Top of Stored data
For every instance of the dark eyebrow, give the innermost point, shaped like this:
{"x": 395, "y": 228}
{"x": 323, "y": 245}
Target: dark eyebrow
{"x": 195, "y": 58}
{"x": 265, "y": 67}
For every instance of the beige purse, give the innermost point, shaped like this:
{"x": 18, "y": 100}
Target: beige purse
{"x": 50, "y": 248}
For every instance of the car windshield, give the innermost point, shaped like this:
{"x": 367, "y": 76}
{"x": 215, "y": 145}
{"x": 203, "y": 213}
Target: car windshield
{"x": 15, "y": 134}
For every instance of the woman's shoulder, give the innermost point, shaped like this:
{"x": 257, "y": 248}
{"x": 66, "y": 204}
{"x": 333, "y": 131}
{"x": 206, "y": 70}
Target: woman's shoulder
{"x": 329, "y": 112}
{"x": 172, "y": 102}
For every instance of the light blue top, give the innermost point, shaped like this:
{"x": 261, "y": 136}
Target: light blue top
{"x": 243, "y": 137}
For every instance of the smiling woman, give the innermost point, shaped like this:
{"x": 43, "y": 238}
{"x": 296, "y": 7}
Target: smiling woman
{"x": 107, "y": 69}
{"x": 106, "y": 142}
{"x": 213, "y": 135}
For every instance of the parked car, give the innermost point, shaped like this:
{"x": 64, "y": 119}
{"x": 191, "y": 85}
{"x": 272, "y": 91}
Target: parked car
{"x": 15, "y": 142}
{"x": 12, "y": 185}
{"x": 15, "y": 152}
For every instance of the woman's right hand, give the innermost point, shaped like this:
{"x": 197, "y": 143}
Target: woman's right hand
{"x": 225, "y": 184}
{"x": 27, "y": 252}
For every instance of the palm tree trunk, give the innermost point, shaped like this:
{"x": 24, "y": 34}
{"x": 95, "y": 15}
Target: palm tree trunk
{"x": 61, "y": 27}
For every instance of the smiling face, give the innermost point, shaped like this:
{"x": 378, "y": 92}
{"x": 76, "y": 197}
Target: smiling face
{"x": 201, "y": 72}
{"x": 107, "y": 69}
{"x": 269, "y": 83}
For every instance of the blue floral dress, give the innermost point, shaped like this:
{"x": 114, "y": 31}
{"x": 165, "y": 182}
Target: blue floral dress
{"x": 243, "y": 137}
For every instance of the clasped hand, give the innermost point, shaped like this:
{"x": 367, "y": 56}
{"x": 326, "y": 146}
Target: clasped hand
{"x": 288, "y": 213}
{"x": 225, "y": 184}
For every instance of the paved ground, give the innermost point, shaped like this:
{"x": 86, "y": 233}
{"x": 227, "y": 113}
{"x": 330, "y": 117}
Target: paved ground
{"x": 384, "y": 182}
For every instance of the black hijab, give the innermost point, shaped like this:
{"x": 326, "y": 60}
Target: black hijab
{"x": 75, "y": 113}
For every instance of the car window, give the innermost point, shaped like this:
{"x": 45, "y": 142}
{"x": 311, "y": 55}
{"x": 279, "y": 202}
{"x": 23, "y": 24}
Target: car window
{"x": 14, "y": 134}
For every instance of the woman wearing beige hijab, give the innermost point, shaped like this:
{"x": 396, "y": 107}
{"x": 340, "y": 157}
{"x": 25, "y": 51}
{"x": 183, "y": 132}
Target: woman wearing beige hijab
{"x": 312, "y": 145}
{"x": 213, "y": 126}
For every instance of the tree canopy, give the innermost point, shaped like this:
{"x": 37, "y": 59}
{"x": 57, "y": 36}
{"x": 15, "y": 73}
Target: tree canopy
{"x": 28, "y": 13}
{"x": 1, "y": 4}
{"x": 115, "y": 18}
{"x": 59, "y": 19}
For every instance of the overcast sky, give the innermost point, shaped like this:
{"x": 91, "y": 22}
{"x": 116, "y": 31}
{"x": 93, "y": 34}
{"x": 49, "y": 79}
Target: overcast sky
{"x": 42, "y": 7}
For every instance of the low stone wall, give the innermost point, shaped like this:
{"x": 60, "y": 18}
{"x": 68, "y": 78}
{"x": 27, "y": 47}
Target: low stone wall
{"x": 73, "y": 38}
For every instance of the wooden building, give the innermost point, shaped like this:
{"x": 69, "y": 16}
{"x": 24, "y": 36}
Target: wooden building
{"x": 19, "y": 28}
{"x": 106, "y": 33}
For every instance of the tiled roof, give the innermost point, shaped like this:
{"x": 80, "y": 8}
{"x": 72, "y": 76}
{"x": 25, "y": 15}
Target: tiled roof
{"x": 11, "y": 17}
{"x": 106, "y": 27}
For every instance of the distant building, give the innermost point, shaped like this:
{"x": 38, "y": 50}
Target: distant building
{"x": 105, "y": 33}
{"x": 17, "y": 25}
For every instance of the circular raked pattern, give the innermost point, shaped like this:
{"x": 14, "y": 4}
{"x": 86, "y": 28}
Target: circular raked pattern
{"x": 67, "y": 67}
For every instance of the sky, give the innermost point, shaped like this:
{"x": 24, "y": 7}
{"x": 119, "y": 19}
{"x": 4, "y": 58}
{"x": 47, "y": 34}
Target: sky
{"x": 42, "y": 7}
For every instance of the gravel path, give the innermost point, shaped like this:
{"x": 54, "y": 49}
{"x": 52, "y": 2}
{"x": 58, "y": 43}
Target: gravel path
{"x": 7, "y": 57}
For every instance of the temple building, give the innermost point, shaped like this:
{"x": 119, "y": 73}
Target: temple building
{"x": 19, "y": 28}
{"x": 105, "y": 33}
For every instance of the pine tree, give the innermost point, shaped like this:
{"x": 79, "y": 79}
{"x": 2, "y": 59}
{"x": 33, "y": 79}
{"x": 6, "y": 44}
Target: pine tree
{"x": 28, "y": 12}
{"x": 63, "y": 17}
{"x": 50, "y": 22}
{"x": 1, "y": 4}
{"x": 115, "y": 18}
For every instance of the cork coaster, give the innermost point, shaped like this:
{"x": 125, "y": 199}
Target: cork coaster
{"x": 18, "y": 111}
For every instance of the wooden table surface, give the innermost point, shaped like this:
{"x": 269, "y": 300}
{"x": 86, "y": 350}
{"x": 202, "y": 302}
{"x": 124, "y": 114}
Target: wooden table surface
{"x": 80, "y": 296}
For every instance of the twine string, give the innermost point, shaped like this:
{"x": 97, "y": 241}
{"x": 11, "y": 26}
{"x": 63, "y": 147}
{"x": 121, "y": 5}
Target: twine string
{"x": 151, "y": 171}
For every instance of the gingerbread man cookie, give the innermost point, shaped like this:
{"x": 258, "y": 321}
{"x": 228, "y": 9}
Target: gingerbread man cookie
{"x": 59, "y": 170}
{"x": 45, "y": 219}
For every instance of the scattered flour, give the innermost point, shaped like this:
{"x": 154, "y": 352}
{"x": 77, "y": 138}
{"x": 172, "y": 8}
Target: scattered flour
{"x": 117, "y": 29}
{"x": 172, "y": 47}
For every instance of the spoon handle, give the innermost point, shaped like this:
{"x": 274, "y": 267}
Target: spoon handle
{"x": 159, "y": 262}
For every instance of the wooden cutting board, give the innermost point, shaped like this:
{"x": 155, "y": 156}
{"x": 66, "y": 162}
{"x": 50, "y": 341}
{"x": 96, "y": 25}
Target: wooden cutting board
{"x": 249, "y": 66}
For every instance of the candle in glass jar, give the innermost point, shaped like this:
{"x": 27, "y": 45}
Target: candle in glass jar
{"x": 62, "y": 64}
Bottom of Stored data
Your task: Exact reproduction of every entry is needed.

Problem solution:
For every instance of the dark eyebrow, give the innermost point, shaped like this:
{"x": 395, "y": 228}
{"x": 323, "y": 245}
Target: dark eyebrow
{"x": 195, "y": 58}
{"x": 265, "y": 67}
For every instance of the beige purse, give the innermost point, shaped like this:
{"x": 18, "y": 100}
Target: beige purse
{"x": 50, "y": 248}
For every instance of the car windshield, give the innermost point, shaped like this:
{"x": 367, "y": 76}
{"x": 215, "y": 145}
{"x": 203, "y": 213}
Target: car windshield
{"x": 15, "y": 134}
For every instance of the woman's shoulder, give the innermost point, shaped like this:
{"x": 257, "y": 248}
{"x": 66, "y": 204}
{"x": 333, "y": 131}
{"x": 206, "y": 70}
Target: woman's shoulder
{"x": 329, "y": 112}
{"x": 172, "y": 102}
For every instance of the light blue top, give the innermost point, shaped like this:
{"x": 261, "y": 136}
Target: light blue top
{"x": 243, "y": 137}
For every instance of the smiling woman, give the innermost point, shaped like this:
{"x": 43, "y": 238}
{"x": 296, "y": 7}
Target: smiling woman
{"x": 107, "y": 69}
{"x": 106, "y": 142}
{"x": 213, "y": 135}
For every instance of the parked car, give the innermost point, shaped like this:
{"x": 64, "y": 119}
{"x": 191, "y": 85}
{"x": 272, "y": 91}
Target: parked car
{"x": 15, "y": 142}
{"x": 12, "y": 185}
{"x": 15, "y": 152}
For every instance of the woman's right hand, give the innermost point, shaped like this:
{"x": 197, "y": 143}
Target: woman's right hand
{"x": 225, "y": 184}
{"x": 27, "y": 252}
For every instance of the palm tree trunk, give the innermost point, shaped like this:
{"x": 24, "y": 34}
{"x": 95, "y": 15}
Target: palm tree trunk
{"x": 61, "y": 27}
For every instance of the smiling face, give the innermost point, shaped like this:
{"x": 378, "y": 92}
{"x": 76, "y": 197}
Target: smiling face
{"x": 201, "y": 72}
{"x": 107, "y": 69}
{"x": 269, "y": 83}
For every instance of the blue floral dress, give the innermost point, shaped like this:
{"x": 114, "y": 31}
{"x": 165, "y": 182}
Target: blue floral dress
{"x": 243, "y": 137}
For every instance of the clasped hand, give the innermost point, shaped like this:
{"x": 367, "y": 56}
{"x": 326, "y": 146}
Target: clasped hand
{"x": 288, "y": 213}
{"x": 225, "y": 184}
For every instance of the paved ground, give the innermost point, shaped like this:
{"x": 86, "y": 233}
{"x": 227, "y": 113}
{"x": 330, "y": 117}
Target: paved ground
{"x": 384, "y": 182}
For every instance of the black hijab, give the innermost point, shaped like this:
{"x": 326, "y": 60}
Target: black hijab
{"x": 75, "y": 113}
For every instance of the car window, give the innermost point, shaped like this:
{"x": 45, "y": 142}
{"x": 311, "y": 55}
{"x": 279, "y": 202}
{"x": 23, "y": 24}
Target: car window
{"x": 14, "y": 134}
For every instance of the woman wearing beige hijab, give the innermost point, shaped like this:
{"x": 396, "y": 107}
{"x": 340, "y": 157}
{"x": 25, "y": 51}
{"x": 183, "y": 132}
Target: woman wearing beige hijab
{"x": 312, "y": 145}
{"x": 213, "y": 126}
For every instance of the tree canopy, give the innermost point, shaped like this:
{"x": 37, "y": 59}
{"x": 57, "y": 36}
{"x": 15, "y": 73}
Target: tree canopy
{"x": 28, "y": 13}
{"x": 1, "y": 4}
{"x": 115, "y": 18}
{"x": 59, "y": 19}
For every instance of the overcast sky, give the innermost point, shaped like this:
{"x": 91, "y": 22}
{"x": 116, "y": 31}
{"x": 93, "y": 34}
{"x": 49, "y": 79}
Target: overcast sky
{"x": 42, "y": 7}
For every instance of the low stone wall, give the innermost point, shaped like this:
{"x": 60, "y": 18}
{"x": 68, "y": 78}
{"x": 27, "y": 47}
Target: low stone wall
{"x": 73, "y": 38}
For every instance of the wooden building, give the innermost point, shaped like this:
{"x": 69, "y": 16}
{"x": 24, "y": 36}
Target: wooden building
{"x": 19, "y": 28}
{"x": 106, "y": 33}
For every instance of the tiled roof, give the innermost point, shaped like this:
{"x": 80, "y": 8}
{"x": 72, "y": 76}
{"x": 25, "y": 15}
Target: tiled roof
{"x": 11, "y": 17}
{"x": 106, "y": 27}
For every instance of the distant building, give the innermost point, shaped like this:
{"x": 38, "y": 50}
Target: distant building
{"x": 105, "y": 33}
{"x": 17, "y": 25}
For every instance of the circular raked pattern, give the innermost point, shaped like this:
{"x": 14, "y": 4}
{"x": 86, "y": 28}
Target: circular raked pattern
{"x": 67, "y": 67}
For every instance of the sky, give the innermost point, shaped like this:
{"x": 24, "y": 7}
{"x": 119, "y": 19}
{"x": 4, "y": 58}
{"x": 47, "y": 34}
Target: sky
{"x": 42, "y": 7}
For every instance of the gravel path, give the innermost point, shaped like this:
{"x": 54, "y": 49}
{"x": 52, "y": 2}
{"x": 58, "y": 43}
Target: gravel path
{"x": 7, "y": 57}
For every instance of the temple building, give the innermost point, shaped like this:
{"x": 119, "y": 73}
Target: temple building
{"x": 19, "y": 28}
{"x": 105, "y": 33}
For every instance of the pine tree, give the innermost point, shaped like this:
{"x": 79, "y": 79}
{"x": 2, "y": 59}
{"x": 33, "y": 79}
{"x": 6, "y": 44}
Target: pine tree
{"x": 28, "y": 12}
{"x": 63, "y": 17}
{"x": 50, "y": 22}
{"x": 1, "y": 4}
{"x": 115, "y": 18}
For every instance of the cork coaster, give the innermost point, shaped like this:
{"x": 125, "y": 199}
Target: cork coaster
{"x": 18, "y": 111}
For every instance of the wooden table surface, give the innermost point, shaped like this:
{"x": 269, "y": 300}
{"x": 86, "y": 350}
{"x": 202, "y": 302}
{"x": 124, "y": 114}
Target: wooden table surface
{"x": 80, "y": 296}
For every instance of the twine string, give the innermost point, shaped like this:
{"x": 97, "y": 241}
{"x": 11, "y": 26}
{"x": 63, "y": 147}
{"x": 121, "y": 5}
Target: twine string
{"x": 151, "y": 171}
For every instance of the gingerbread man cookie, give the innermost point, shaped like this:
{"x": 258, "y": 321}
{"x": 228, "y": 9}
Target: gingerbread man cookie
{"x": 59, "y": 170}
{"x": 45, "y": 219}
For every instance of the scattered flour, give the innermost point, shaped like this:
{"x": 154, "y": 352}
{"x": 77, "y": 138}
{"x": 172, "y": 8}
Target: scattered flour
{"x": 117, "y": 29}
{"x": 172, "y": 47}
For every instance of the spoon handle, give the innermost point, shaped like this:
{"x": 274, "y": 267}
Target: spoon handle
{"x": 159, "y": 262}
For every instance of the wooden cutting board, give the innermost point, shaped like this:
{"x": 155, "y": 156}
{"x": 66, "y": 162}
{"x": 50, "y": 341}
{"x": 96, "y": 25}
Target: wooden cutting board
{"x": 249, "y": 66}
For every instance of the candle in glass jar, give the innermost point, shaped like this:
{"x": 27, "y": 45}
Target: candle in glass jar
{"x": 62, "y": 64}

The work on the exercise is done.